Problem statement ▸ Return the lines below that contain the word "fence".

Exercise data ▸
════

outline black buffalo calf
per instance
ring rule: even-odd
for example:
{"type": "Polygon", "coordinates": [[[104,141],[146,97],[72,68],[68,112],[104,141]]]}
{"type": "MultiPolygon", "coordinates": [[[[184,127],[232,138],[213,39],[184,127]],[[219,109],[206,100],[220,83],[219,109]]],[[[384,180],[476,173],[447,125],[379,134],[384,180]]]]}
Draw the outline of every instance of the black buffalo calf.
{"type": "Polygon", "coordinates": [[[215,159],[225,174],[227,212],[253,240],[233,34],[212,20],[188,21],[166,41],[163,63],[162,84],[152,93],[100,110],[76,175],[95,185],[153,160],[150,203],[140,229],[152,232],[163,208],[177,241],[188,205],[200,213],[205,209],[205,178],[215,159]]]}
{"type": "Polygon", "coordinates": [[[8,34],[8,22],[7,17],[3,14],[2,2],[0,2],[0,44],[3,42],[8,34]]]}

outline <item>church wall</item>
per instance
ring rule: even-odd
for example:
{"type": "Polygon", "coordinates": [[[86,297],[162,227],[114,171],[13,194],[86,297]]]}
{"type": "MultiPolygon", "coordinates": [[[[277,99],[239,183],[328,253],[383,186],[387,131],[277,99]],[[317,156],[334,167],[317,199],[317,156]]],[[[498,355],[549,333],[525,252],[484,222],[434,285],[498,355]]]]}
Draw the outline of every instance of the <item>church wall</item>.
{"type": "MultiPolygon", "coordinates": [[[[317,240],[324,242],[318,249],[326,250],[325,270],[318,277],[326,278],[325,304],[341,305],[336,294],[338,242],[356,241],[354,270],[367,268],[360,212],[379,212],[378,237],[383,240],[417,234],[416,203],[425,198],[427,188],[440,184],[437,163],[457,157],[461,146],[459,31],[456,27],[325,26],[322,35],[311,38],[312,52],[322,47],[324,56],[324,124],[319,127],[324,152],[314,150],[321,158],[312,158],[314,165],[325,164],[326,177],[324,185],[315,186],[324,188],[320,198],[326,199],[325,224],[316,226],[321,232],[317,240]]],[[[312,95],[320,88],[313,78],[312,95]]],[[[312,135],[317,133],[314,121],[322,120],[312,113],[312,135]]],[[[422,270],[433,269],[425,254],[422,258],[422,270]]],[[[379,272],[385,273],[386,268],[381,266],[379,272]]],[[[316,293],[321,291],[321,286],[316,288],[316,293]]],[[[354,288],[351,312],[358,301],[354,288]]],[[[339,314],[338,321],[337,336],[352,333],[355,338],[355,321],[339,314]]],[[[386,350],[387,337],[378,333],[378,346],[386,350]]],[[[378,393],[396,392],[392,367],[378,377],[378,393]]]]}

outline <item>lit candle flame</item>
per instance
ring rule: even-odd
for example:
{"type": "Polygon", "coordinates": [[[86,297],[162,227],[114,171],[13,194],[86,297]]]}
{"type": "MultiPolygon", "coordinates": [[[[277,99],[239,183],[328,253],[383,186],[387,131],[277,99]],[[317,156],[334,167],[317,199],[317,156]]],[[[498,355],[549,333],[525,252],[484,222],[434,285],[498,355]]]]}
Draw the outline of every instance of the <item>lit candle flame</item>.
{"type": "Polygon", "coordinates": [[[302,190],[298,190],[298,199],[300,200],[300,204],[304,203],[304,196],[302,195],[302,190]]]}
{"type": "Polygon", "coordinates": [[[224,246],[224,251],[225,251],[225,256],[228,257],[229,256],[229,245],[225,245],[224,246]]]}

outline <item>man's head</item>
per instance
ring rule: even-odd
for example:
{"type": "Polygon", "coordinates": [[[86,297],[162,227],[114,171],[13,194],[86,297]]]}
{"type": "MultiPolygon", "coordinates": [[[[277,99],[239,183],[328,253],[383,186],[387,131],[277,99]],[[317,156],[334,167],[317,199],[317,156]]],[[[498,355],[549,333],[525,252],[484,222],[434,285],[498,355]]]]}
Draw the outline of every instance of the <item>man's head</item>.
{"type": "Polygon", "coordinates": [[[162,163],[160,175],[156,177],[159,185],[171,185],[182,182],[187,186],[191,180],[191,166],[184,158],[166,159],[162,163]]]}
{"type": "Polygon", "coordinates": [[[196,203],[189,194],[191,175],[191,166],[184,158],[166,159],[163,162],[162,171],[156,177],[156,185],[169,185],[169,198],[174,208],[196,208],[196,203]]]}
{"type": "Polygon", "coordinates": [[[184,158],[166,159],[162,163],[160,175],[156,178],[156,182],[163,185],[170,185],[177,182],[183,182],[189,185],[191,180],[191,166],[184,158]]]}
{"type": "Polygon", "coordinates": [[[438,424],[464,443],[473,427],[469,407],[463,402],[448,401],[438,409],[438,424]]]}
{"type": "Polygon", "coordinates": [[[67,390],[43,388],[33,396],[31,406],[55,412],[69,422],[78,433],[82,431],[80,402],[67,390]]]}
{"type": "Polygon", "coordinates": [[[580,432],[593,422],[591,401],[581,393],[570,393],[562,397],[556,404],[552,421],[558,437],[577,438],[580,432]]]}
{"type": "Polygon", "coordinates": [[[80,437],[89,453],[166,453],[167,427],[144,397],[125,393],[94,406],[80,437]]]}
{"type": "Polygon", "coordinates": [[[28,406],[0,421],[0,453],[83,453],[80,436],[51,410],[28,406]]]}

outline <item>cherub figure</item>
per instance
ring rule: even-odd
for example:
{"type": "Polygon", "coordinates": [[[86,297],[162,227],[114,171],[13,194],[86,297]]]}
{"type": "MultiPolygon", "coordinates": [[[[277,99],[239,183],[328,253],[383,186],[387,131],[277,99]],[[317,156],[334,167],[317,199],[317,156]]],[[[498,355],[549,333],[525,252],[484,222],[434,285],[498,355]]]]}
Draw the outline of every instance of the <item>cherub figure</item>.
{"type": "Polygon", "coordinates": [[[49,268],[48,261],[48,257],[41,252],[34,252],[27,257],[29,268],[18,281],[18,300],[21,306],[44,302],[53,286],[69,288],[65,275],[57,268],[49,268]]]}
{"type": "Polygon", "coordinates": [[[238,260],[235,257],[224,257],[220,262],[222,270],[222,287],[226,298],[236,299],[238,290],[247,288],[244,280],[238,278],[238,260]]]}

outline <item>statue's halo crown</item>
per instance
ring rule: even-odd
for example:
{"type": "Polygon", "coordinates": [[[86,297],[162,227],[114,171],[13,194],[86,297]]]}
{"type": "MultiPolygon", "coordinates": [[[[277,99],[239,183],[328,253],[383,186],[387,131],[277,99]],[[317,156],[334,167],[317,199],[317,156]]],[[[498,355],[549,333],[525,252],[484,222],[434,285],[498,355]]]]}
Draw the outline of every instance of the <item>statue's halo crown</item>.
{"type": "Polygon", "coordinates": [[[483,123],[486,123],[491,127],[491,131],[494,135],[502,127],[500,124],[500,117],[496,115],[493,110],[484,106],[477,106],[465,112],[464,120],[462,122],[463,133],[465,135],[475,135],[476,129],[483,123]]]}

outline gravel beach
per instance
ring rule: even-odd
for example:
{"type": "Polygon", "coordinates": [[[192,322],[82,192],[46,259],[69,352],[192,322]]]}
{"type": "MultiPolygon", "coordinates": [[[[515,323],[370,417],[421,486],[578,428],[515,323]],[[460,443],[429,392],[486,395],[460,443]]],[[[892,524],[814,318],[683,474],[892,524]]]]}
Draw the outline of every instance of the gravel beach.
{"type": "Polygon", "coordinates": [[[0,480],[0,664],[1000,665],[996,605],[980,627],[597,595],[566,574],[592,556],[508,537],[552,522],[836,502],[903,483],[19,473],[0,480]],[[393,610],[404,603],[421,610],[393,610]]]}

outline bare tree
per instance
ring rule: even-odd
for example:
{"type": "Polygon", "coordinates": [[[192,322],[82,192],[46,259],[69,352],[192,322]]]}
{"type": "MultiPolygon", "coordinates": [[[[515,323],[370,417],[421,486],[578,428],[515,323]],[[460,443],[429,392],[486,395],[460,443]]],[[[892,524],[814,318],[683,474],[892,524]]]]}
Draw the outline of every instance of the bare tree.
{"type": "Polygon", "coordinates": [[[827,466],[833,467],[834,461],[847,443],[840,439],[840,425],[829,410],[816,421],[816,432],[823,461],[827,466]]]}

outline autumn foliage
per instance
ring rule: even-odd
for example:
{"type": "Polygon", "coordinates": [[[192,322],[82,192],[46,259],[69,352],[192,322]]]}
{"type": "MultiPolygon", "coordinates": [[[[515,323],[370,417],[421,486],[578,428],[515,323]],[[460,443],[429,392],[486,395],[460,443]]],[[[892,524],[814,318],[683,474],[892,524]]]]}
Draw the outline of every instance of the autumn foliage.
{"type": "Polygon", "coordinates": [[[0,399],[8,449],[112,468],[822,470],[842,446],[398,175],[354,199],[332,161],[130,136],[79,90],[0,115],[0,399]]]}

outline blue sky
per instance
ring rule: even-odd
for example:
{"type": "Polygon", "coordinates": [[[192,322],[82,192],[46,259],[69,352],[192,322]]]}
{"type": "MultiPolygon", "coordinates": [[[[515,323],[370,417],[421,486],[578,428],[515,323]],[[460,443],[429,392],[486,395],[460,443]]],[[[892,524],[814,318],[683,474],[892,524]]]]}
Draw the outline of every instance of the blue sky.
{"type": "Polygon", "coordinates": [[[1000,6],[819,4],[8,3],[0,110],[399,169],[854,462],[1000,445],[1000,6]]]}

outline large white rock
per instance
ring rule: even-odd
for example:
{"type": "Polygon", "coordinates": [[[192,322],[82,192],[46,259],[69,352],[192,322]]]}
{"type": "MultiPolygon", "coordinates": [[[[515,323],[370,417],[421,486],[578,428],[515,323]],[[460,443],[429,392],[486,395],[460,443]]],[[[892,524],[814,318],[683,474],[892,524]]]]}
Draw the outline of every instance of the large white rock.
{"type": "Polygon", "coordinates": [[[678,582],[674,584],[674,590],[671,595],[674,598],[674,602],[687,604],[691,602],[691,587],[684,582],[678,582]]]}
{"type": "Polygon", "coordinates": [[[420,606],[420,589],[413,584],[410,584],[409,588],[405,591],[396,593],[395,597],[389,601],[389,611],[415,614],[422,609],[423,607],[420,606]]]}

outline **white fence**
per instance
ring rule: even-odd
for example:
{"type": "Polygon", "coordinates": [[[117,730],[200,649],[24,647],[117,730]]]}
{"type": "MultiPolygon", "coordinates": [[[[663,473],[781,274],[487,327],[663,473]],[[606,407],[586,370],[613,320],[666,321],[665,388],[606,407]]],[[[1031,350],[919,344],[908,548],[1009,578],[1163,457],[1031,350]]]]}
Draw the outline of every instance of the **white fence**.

════

Task answer ▸
outline **white fence**
Draw the outline of every instance of the **white fence**.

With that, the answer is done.